PROBLEM DESCRIPTION. List every type of radio station that the Vinylthon announcement names with a descriptive word placed before "radio station" or "radio stations."

PASSAGE PROVIDED.
-- Opening Marker --

Over 100 radio stations will go vinyl-only for charity event Vinylthon 2020, with many stations broadcasting from their DJ’s homes
Despite severe disruptions caused by the ongoing COVID-19 crisis, across the USA and the world, radio stations will celebrate the unique format of vinyl by going vinyl-only on Vinylthon, April 18, 2020. Organizers hope it will provide essential comfort to listeners through entertainment during this difficult time.
“As many radio stations are currently closed, we have now moved to an almost entirely online celebration of vinyl,” says Rob Quicke, founder of Vinylthon. “We have very quickly adapted to our circumstances, so that now many participants will be broadcasting their shows from home, playing vinyl from their own turntables! We have gone completely digital in our celebration of something wonderfully analog!” says Quicke.
Organized by the College Radio Foundation and open to all radio stations, commercial and non-commercial, Vinylthon is the radio industry’s response to the remarkable vinyl renaissance that has occurred around the world. The College Radio Foundation gives grants to college radio stations to keep them on the air. Vinylthon 2020 will be the fifth Vinylthon event, and proceeds will go to their College Radio Fund that supports college radio stations.
Stations participating in this year’s Vinylthon will win the Golden Slipmat Award, sponsored by Glowtronics, to recognize their deep passion for vinyl. Vinylthon is an event for the entire radio industry, which normally takes place on worldwide Record Store Day.
“This year we are having two Vinylthon celebrations,” says Quicke. “The first is on April 18, when Record Store Day was originally scheduled. But when they moved to June 20, we heard from stations that they preferred to move also. Some stations are celebrating both dates. So really, we are considering this year’s Vinylthon to be a double-album edition, with Side One taking place on April 18th!”
Participation in Vinylthon is free for non-commercial radio stations, but there is a fee for commercial radio stations, which goes straight to the College Radio Foundation, which organizes the event. “Commercial radio stations that participate are paying it forward to the next generation of professional broadcasters, who really need the support,” says Quicke.

-- Closing Marker --

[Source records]
-- Opening Marker --

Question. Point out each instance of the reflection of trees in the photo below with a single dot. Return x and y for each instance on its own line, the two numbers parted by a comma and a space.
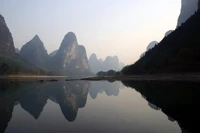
178, 100
109, 88
32, 97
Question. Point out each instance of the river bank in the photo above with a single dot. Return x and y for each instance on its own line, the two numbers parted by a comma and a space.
154, 77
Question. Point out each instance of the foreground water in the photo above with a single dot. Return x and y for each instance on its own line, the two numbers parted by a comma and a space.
96, 107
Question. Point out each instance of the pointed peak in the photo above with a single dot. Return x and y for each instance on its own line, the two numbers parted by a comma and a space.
70, 35
36, 38
2, 18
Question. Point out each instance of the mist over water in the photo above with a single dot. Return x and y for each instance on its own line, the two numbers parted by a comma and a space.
89, 107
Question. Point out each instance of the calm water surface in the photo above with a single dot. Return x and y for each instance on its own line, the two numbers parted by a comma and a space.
90, 107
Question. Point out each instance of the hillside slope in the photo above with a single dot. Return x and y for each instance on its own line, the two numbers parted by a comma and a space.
178, 52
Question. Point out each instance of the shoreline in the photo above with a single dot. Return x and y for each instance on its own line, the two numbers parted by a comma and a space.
153, 77
148, 77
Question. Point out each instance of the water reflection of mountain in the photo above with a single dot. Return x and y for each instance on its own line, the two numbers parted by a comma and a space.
32, 97
180, 101
99, 87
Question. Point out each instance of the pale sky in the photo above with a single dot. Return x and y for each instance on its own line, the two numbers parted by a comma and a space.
105, 27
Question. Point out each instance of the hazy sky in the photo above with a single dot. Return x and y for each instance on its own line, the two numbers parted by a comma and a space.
104, 27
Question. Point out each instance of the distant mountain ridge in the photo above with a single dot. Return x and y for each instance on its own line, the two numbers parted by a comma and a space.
71, 58
178, 52
10, 61
35, 52
188, 8
6, 41
109, 63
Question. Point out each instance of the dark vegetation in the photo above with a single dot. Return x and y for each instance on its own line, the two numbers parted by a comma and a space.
108, 73
176, 53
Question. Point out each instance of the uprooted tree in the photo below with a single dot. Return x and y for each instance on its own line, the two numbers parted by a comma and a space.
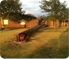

-- Closing Marker --

THE ANSWER. commercial, non-commercial, college